- **Available records**
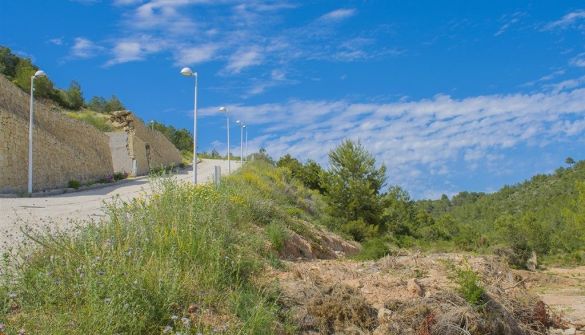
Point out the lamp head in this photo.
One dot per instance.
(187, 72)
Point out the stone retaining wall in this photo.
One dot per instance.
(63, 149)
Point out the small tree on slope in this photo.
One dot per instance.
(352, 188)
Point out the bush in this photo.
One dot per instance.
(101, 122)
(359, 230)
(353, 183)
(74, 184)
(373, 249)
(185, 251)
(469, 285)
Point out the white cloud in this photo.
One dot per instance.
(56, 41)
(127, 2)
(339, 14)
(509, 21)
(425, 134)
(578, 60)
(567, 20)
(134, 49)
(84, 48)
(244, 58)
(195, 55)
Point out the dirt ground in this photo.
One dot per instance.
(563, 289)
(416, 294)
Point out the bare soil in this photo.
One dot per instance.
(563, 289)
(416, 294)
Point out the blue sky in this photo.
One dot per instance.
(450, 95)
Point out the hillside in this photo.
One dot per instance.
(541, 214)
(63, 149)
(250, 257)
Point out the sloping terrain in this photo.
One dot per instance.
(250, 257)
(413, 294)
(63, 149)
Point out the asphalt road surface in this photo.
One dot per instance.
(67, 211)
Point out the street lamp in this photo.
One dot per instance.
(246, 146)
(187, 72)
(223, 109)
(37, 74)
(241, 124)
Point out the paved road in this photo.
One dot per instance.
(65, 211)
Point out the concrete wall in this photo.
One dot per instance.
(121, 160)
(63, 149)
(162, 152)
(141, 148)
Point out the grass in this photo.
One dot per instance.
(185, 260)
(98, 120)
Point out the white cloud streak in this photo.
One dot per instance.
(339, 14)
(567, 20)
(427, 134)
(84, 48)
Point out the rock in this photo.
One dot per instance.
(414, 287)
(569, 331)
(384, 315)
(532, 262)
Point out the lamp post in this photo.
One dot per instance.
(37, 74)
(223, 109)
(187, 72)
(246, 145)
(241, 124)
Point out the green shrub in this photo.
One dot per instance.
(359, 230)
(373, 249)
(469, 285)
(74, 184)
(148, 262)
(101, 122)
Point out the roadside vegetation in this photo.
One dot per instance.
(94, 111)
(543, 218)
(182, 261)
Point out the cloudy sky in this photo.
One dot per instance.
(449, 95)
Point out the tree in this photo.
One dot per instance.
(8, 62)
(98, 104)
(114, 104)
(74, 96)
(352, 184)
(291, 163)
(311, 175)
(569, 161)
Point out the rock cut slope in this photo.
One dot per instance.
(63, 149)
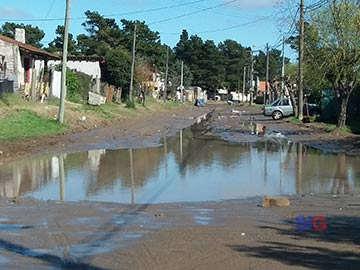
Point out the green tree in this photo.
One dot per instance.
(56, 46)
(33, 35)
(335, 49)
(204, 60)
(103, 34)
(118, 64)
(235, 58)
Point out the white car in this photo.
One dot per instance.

* * *

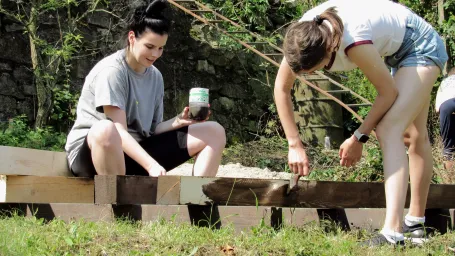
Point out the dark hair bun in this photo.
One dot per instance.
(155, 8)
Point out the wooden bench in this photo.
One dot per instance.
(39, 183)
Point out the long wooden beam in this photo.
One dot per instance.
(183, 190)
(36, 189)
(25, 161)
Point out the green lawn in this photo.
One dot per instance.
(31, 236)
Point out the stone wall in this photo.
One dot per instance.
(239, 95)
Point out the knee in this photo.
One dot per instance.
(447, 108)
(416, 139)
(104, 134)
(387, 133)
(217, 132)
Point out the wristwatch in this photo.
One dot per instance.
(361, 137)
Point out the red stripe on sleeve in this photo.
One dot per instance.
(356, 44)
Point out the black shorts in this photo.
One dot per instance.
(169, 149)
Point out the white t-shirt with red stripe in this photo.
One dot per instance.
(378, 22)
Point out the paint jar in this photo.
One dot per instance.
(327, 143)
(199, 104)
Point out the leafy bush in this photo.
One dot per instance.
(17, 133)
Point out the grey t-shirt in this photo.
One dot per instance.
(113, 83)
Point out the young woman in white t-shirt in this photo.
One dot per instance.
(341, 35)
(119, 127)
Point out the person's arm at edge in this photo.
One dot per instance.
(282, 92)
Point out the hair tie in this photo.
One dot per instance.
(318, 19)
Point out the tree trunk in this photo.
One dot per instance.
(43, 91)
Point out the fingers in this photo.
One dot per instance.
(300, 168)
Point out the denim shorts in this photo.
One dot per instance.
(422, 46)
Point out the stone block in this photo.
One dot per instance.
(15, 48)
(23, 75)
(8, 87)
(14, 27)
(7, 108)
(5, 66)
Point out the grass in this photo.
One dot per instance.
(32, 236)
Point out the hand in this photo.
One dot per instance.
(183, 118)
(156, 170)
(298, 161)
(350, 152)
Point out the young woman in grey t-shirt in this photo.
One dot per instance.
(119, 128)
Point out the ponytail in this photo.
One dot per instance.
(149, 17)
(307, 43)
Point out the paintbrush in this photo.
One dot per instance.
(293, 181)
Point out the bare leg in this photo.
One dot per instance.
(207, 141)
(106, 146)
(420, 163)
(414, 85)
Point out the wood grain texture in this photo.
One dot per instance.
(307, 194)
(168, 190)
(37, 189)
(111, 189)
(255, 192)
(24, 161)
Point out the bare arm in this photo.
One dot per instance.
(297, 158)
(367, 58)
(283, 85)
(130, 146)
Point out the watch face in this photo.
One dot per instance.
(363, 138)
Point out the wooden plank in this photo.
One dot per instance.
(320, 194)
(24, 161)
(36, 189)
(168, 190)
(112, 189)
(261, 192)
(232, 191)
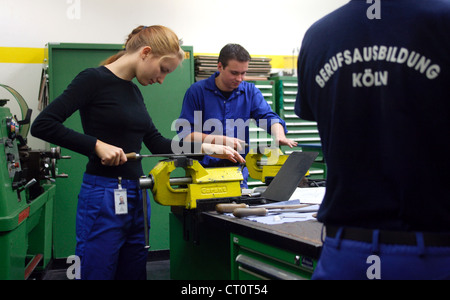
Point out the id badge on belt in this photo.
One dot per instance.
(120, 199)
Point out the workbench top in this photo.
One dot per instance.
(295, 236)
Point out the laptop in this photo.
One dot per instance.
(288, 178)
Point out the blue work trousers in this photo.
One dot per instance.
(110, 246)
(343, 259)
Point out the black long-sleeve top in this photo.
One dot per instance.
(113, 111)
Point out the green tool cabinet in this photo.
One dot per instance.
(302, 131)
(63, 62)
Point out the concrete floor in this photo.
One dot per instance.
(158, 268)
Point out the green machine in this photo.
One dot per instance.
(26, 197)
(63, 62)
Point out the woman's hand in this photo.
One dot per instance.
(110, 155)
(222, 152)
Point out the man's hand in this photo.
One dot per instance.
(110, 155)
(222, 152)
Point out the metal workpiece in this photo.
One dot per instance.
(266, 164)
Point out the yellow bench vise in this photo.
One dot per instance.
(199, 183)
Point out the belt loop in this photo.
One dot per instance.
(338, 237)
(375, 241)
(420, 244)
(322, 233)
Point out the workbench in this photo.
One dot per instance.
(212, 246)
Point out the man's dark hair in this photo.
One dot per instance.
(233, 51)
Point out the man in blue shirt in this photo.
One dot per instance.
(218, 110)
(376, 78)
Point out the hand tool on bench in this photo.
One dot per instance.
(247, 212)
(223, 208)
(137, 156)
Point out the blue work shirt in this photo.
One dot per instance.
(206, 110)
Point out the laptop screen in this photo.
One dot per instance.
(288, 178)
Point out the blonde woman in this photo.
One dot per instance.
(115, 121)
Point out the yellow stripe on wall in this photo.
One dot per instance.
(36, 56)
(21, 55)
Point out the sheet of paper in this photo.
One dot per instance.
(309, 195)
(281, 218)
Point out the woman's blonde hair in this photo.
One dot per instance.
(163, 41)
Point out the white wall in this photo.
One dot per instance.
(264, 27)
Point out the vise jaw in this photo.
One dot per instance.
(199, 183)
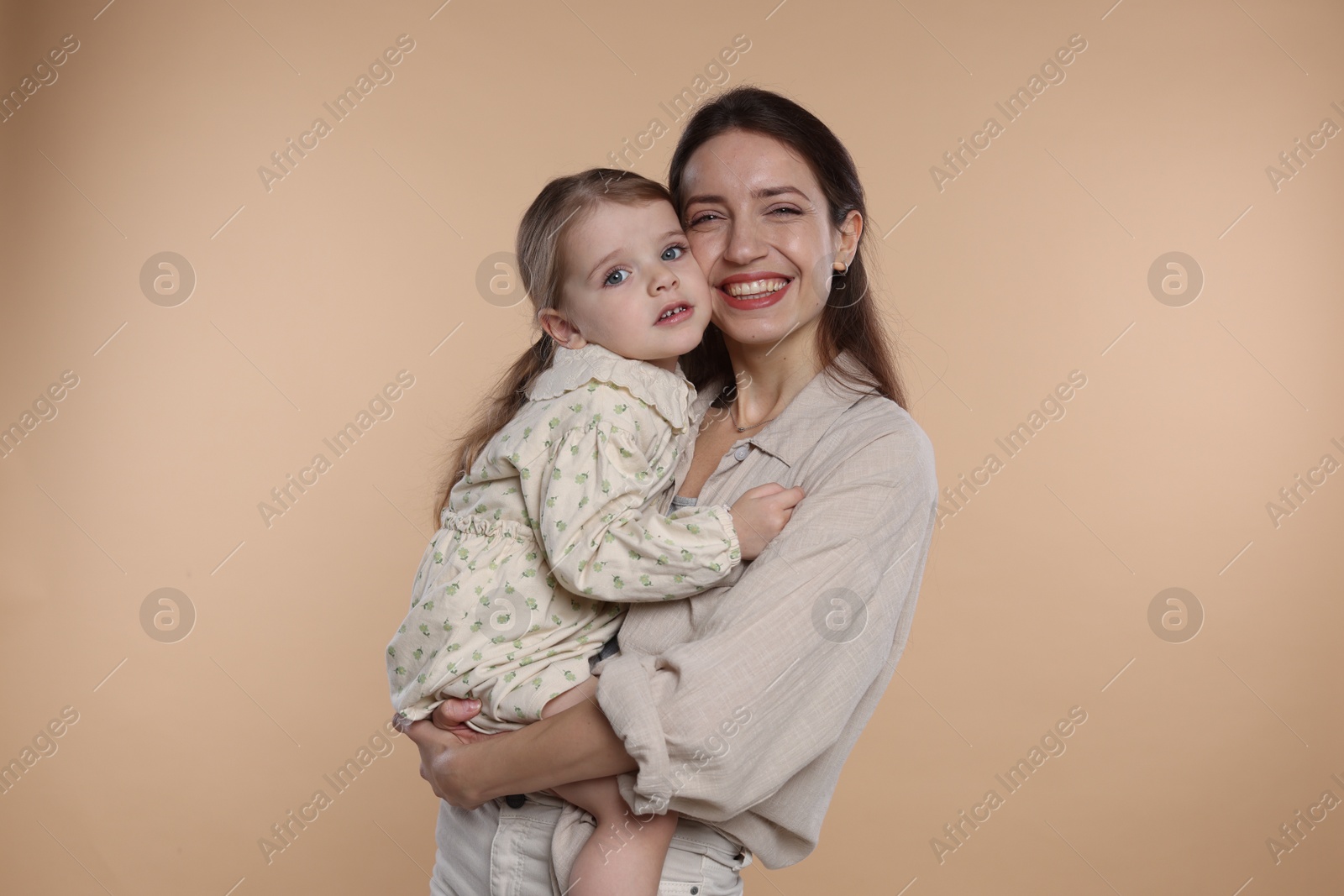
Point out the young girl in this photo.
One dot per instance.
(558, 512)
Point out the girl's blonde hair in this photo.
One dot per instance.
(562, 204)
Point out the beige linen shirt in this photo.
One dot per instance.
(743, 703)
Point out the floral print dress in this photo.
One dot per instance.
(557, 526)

- **Task directions**
Please count how many lines in the data above contain the string "wooden", with uppercase and lowercase treated as different. Reply with the number alone.

- **Problem solution**
3